● **Task item**: Because the listing below is to be kept intact, restate all of it word for word.

BEGIN

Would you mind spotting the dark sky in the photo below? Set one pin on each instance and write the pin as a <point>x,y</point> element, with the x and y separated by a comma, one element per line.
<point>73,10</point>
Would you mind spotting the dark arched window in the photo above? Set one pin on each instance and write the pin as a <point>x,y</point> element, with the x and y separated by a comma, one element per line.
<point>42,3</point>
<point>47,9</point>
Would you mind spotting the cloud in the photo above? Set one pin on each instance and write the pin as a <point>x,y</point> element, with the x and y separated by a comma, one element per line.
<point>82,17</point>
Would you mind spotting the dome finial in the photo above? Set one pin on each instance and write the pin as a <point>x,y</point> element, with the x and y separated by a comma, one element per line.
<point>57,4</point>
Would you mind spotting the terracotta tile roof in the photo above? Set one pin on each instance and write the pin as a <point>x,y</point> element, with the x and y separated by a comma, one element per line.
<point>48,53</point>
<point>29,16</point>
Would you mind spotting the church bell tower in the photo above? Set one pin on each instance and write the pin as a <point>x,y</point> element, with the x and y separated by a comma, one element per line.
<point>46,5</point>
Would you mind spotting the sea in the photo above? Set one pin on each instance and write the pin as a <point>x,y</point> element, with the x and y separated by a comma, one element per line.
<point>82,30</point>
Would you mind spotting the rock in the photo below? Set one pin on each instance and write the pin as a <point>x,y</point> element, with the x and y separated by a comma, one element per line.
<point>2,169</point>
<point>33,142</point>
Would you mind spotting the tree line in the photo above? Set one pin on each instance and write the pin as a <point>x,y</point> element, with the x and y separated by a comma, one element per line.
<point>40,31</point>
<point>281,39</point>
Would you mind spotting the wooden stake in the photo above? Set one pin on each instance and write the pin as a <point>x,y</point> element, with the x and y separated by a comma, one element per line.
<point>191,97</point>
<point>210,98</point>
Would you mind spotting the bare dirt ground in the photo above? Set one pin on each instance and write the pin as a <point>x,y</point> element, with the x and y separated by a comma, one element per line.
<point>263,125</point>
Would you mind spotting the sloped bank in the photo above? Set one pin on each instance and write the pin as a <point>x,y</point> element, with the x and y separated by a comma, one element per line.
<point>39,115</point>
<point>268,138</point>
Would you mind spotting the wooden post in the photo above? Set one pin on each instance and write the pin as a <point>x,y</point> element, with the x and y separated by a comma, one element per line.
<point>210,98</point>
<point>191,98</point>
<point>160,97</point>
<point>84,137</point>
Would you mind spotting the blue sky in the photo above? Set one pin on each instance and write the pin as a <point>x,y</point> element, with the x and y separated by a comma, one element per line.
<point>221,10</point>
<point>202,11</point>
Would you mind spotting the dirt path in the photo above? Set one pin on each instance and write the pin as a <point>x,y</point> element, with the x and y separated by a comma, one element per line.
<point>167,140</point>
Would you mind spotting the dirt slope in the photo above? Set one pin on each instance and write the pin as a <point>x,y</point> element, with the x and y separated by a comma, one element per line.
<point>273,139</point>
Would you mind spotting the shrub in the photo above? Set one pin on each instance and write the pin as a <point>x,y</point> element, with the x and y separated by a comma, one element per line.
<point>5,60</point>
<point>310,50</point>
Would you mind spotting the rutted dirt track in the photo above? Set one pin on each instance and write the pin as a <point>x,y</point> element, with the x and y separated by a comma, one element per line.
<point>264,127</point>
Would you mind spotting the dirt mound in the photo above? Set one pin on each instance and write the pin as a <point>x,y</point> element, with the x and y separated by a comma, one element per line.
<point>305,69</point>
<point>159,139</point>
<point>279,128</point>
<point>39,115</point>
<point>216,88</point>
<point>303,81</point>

END

● **Reply to the exercise**:
Would you mind spotting the dark sky in the photo below? Set one pin on each instance and write the pin as a <point>x,y</point> element, with the x and y separated by a comma, one element per line.
<point>73,10</point>
Would you mind spotting the dark arched window in the photo above? Set one pin on each instance and write the pin as a <point>x,y</point> element, with the x and y separated by a comma, one element per line.
<point>42,3</point>
<point>47,9</point>
Would you mind spotting the cloud in the photo above? Set one pin on each instance and write the pin as a <point>x,y</point> element, with the x and y separated by a comma, one element per line.
<point>82,17</point>
Would you mind spotting the dome finial in the photo above? Set one pin on each instance and write the pin as a <point>x,y</point> element, with the x and y separated by a comma, one element per line.
<point>57,4</point>
Would you mind spotting the terracotta tile roof in the photo above? Set one pin on each instance and write the pin as a <point>x,y</point> element, with the x and y separated by a comma, one element per line.
<point>48,53</point>
<point>29,16</point>
Would you mind spotting the church bell tower in the photo above? Set one pin on each instance and write the pin as a <point>x,y</point> element, with the x and y separated by a comma, one element per line.
<point>46,5</point>
Would you mind spotting the sea in the photo above? Set one pin on each instance and write the pin as a <point>x,y</point> element, with the x and y separated by a comma, one element per line.
<point>82,30</point>
Would you mind spotting the rock in the photo below? Set one pin on each instance and write the pin as a <point>x,y</point> element, with the x and y separated by a comma, one element per line.
<point>2,169</point>
<point>33,142</point>
Would you mind spotting the tree line in the photo above? Set one pin on each instance and write the pin as a <point>x,y</point> element, with the x and y separated by a comma, one element per line.
<point>40,31</point>
<point>281,39</point>
Would you mind spotting the wooden stake in the photo above? Set one pin on each instance and write the pin as a <point>x,y</point> element, with the x and y separated by a comma, one element per line.
<point>191,97</point>
<point>210,98</point>
Would you mind spotting the bare dirt ground in the photo above? Set one pin on each instance and write the pin as a <point>x,y</point> element, with the x and y separated by a comma, one element per line.
<point>263,125</point>
Would you mind spotting the sloped bank in the photo above? Set one pin on each instance and write the pin as a <point>x,y</point> element, with the x and y separated by a comma, one element per line.
<point>39,115</point>
<point>268,138</point>
Would you mind spotting the wooden post in the photo above? Set one pin on each instance and write the pin as a <point>x,y</point> element, with the x and y separated by a comma, one element per line.
<point>210,98</point>
<point>191,98</point>
<point>160,97</point>
<point>84,137</point>
Would you mind spotting the blue sky in the photo above? Set one pin on each instance and write the pin as a <point>x,y</point> element, with the x and y separated by a comma, one element per line.
<point>221,10</point>
<point>202,11</point>
Would you mind spotting the dirt path in the photo above? Set one pin on each instance and write the pin as a <point>x,y</point> element, with the x and y separated by a comma, one element per line.
<point>167,140</point>
Would you mind spotting the dirt slope in the photo above? Set one pin on each instance and write the pin as a <point>x,y</point> element, with the x and y separated by a comma, one element per line.
<point>273,139</point>
Would you mind spotting the shrub in the photo above? Set one pin on each instance and write the pin as a <point>x,y</point> element, with the x and y separated by a comma, one element per line.
<point>5,60</point>
<point>310,50</point>
Would you mind spotting the rutted dirt track in the photo above? Set one pin on each instance and write the pin as a <point>x,y</point> element, with the x and y separated by a comma, one element per line.
<point>264,127</point>
Would you mind spotting the dirt mound in the photo above? Set one pin on each instance and write the pin as a <point>x,y</point> element, with the x and y separated by a comma, one element per line.
<point>305,69</point>
<point>159,139</point>
<point>279,128</point>
<point>39,115</point>
<point>216,88</point>
<point>303,81</point>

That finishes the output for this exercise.